#### [What is being asked]
Render the records below as a Markdown table with the columns Row and Text, starting with the line that contains "Could you please indicate the dark" and going on through the end of the records. Give each line its row number and leave out any blank lines.

#### [Provided data]
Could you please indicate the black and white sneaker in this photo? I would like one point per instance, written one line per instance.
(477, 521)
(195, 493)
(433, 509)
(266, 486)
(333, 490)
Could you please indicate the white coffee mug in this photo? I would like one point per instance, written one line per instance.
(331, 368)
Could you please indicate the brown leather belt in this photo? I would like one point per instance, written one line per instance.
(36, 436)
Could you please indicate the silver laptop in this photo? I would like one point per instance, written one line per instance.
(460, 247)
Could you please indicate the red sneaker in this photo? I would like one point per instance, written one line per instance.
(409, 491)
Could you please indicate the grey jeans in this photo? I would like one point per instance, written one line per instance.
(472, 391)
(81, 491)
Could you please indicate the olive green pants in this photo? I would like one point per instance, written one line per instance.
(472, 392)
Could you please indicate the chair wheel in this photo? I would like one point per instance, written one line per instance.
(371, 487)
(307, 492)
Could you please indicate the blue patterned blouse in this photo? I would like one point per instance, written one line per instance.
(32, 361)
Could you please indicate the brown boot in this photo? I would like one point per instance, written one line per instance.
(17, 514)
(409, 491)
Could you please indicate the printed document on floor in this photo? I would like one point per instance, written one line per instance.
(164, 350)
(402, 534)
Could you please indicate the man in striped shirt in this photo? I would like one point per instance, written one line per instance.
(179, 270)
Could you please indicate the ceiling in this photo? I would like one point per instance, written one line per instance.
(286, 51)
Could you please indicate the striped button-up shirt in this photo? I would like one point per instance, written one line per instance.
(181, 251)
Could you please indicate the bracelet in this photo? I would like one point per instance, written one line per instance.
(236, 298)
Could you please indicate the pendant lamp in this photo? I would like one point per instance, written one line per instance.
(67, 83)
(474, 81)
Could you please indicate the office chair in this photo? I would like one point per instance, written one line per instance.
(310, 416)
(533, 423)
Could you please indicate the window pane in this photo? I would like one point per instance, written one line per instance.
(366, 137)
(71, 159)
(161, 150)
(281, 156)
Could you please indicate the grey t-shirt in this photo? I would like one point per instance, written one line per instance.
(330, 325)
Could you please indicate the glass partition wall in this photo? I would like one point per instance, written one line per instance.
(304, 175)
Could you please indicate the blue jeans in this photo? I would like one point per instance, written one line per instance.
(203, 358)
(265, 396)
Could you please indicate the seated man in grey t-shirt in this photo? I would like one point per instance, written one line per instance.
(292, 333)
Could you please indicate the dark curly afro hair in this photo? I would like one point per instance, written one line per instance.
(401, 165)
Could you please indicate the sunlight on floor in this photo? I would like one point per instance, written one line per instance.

#### [Task response]
| Row | Text |
|---|---|
| 1 | Could you please indicate the dark curly afro hair in this photo? I would like one point per instance, written one line per instance. |
| 2 | (401, 165) |
| 3 | Could you please indicate the sunlight on floor in this photo? I would like one point per instance, written one line per instance. |